▶ **DATA TO PROCESS**
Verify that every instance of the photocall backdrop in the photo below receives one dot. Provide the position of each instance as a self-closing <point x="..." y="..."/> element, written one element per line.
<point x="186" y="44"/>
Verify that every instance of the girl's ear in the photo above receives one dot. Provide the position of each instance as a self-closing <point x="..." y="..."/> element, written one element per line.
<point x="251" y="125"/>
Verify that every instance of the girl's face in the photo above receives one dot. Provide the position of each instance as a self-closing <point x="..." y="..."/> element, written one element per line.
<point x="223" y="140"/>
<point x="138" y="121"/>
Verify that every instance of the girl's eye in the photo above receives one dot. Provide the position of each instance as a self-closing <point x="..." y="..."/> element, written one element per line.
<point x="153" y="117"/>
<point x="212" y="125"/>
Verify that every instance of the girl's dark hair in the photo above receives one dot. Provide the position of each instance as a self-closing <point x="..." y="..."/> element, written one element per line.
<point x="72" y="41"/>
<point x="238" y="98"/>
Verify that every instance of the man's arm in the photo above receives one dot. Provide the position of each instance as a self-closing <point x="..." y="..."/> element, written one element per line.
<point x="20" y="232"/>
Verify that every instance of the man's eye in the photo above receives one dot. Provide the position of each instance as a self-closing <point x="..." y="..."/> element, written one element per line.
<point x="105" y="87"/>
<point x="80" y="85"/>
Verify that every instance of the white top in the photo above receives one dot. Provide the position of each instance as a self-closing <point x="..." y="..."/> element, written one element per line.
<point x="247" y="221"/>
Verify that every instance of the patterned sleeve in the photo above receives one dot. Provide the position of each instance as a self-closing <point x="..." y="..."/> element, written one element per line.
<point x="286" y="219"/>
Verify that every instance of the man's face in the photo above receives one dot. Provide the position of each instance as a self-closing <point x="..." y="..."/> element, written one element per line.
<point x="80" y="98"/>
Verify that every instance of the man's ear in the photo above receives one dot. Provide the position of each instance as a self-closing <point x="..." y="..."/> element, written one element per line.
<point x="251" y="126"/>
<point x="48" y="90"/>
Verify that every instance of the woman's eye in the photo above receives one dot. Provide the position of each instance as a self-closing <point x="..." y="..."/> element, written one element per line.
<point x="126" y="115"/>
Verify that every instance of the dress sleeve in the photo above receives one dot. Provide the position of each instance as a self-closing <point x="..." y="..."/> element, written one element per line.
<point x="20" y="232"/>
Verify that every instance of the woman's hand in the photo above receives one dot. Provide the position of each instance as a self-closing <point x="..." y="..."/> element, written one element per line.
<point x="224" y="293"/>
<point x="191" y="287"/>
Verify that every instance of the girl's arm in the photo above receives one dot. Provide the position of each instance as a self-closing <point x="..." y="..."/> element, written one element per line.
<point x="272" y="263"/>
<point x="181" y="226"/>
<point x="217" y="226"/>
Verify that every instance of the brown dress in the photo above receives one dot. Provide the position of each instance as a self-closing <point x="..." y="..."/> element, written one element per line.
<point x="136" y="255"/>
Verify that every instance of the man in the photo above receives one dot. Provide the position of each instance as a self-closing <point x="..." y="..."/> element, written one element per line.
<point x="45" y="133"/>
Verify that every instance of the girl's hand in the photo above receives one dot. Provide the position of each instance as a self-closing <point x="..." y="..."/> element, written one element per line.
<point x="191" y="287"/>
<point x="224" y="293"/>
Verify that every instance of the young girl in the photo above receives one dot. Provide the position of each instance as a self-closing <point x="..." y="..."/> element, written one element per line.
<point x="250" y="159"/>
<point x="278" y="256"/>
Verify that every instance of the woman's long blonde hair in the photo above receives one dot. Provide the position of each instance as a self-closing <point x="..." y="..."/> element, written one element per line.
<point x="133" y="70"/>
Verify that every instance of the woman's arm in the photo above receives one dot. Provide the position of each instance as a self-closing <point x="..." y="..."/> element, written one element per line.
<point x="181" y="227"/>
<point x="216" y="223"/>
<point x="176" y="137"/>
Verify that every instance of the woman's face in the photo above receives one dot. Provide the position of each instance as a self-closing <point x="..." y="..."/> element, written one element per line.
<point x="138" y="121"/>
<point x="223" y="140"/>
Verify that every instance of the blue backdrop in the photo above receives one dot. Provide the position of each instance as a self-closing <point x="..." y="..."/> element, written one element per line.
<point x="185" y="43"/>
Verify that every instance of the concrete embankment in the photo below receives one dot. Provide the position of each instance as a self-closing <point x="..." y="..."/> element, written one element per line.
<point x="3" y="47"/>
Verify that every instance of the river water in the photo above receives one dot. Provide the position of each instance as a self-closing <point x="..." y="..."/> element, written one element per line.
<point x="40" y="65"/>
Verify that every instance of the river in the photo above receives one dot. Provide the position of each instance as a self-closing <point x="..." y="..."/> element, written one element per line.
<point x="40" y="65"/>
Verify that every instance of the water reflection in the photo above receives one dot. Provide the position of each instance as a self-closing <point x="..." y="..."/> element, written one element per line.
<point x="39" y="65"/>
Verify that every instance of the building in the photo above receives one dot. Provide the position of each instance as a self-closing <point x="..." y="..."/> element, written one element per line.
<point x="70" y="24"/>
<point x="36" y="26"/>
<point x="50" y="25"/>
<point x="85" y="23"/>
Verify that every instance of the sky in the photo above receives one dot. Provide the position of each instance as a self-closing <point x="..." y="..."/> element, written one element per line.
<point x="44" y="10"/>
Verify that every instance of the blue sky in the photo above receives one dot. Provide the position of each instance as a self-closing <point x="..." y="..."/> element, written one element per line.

▶ **TASK REQUIREMENTS**
Extract every line above exactly as it stands.

▶ **ANSWER TO THIS EXERCISE**
Verify that every instance of the photocall backdrop in the photo below receives one dot. Provide the position of each instance as a self-closing <point x="..." y="..."/> element, written one element per line.
<point x="186" y="44"/>
Verify that every instance of the girl's ear in the photo above receives one dot. Provide the position of each instance as a self-closing <point x="..." y="..."/> element, written one element per line.
<point x="251" y="125"/>
Verify that every instance of the girl's face in the photo above receives one dot. Provide the position of each instance as a self-closing <point x="..." y="..."/> element, written one element per line.
<point x="223" y="140"/>
<point x="138" y="121"/>
Verify that every instance of the girl's eye in the photo above receives one dot. Provide the position of each instance as a self-closing <point x="..." y="..."/> element, written one element per line.
<point x="153" y="117"/>
<point x="212" y="125"/>
Verify that every instance of the girl's dark hair in the photo above receives one dot. Provide the position of each instance as a self-closing <point x="..." y="..."/> element, written one element per line.
<point x="72" y="41"/>
<point x="238" y="98"/>
Verify that every instance of the man's arm in the photo above receives one dot. Provide the position of each instance as a self-closing <point x="..." y="..."/> element, written one element per line.
<point x="20" y="232"/>
Verify that every instance of the man's eye in the photo above receives one dot. Provide the position of each instance as a self-closing <point x="..." y="..."/> element, written one element per line.
<point x="105" y="87"/>
<point x="80" y="85"/>
Verify that every instance of the white top in the photo above receives one dot. Provide the position of each instance as a self-closing <point x="..." y="..."/> element, written one element per line.
<point x="247" y="221"/>
Verify that every instance of the patterned sleeve in the photo above receives one dot. Provide the position of each instance as a self-closing <point x="..." y="..."/> element, written one element per line.
<point x="286" y="219"/>
Verify that every instance of the man's face in the photo above receives one dot. Provide the position of each instance as a self-closing <point x="..." y="..."/> element, written one element per line.
<point x="80" y="98"/>
Verify that every instance of the man's ear in the photo above receives one dot. Provide the position of each instance as a self-closing <point x="..." y="..."/> element, written one element per line.
<point x="251" y="126"/>
<point x="48" y="90"/>
Verify that every instance of the woman's eye in the photo above receives one dot. Provide the position of each instance as a self-closing <point x="..." y="..."/> element, written one element per line.
<point x="126" y="115"/>
Verify that every instance of the dress sleeve in the photo above receives one dot. Provide the position of each instance as a self-closing <point x="..." y="..."/> element, written one element per line.
<point x="20" y="232"/>
Verify that every instance of the woman's hand in the photo above receives one dot. Provide the position of each instance as a self-closing <point x="..." y="..."/> element, written one element per line.
<point x="224" y="293"/>
<point x="191" y="287"/>
Verify that every instance of the girl's arm in the photo above receives one dot. Provide the position of each instance as a self-closing <point x="..." y="..."/> element, written one element per line.
<point x="272" y="263"/>
<point x="181" y="226"/>
<point x="217" y="226"/>
Verify that every instance of the brown dress in the photo above receives one dot. Provide the position of each instance as a self-closing <point x="..." y="..."/> element, written one element per line.
<point x="136" y="255"/>
Verify that every instance of the man in the photo above receives one dot. Provide the position of each instance as a self-closing <point x="..." y="..."/> element, written one element per line.
<point x="45" y="133"/>
Verify that every instance of the girl's hand in the photo above receives one dot. Provide the position of each instance as a self-closing <point x="..." y="..."/> element, written one element per line.
<point x="191" y="287"/>
<point x="224" y="293"/>
Verify that every instance of the young girl in the photo above receives one dot. Provide the position of each instance as a self-closing <point x="..." y="..."/> element, written one element per line.
<point x="250" y="159"/>
<point x="278" y="256"/>
Verify that every instance of the woman's long blonde hair in the photo above receives one dot. Provide the position of each instance as a self-closing <point x="..." y="..."/> element, written one element per line.
<point x="133" y="70"/>
Verify that every instance of the woman's arm in the photo above receives one dot. Provide the position of each instance as a self-closing <point x="..." y="..."/> element, written one element per line.
<point x="181" y="227"/>
<point x="216" y="223"/>
<point x="176" y="137"/>
Verify that every instance of the woman's face in the photo above receives one dot. Provide the position of each instance as a self-closing <point x="..." y="..."/> element, written one element per line.
<point x="138" y="121"/>
<point x="223" y="140"/>
Verify that every instance of the blue backdrop in the photo above receives one dot. Provide the position of each instance as a self-closing <point x="..." y="..."/> element, written one element per line.
<point x="185" y="43"/>
Verify that every instance of the concrete embankment in the photo below receives one dot. Provide the position of each instance as a self-closing <point x="..." y="..."/> element, written one element per line.
<point x="3" y="47"/>
Verify that every instance of the river water in the photo above receives one dot. Provide the position of each instance as a self-closing <point x="..." y="..."/> element, written one element per line.
<point x="40" y="65"/>
Verify that every instance of the river in the photo above receives one dot. Provide the position of each instance as a self-closing <point x="..." y="..."/> element, written one element per line.
<point x="40" y="65"/>
Verify that every instance of the water reflection in the photo above receives one dot. Provide the position of each instance as a self-closing <point x="..." y="..."/> element, written one element per line.
<point x="39" y="65"/>
Verify that every instance of the building in the photo above receives one dot. Provide the position of each instance as a self-closing <point x="..." y="..."/> element, written one element per line.
<point x="70" y="24"/>
<point x="36" y="26"/>
<point x="50" y="25"/>
<point x="85" y="23"/>
Verify that every instance of the sky in the photo above receives one dot. Provide the position of each instance as a self-closing <point x="..." y="..."/> element, written one element per line.
<point x="44" y="10"/>
Verify that every instance of the blue sky in the photo above receives one dot. Provide the position of each instance as a self-closing <point x="..." y="..."/> element, written one element per line.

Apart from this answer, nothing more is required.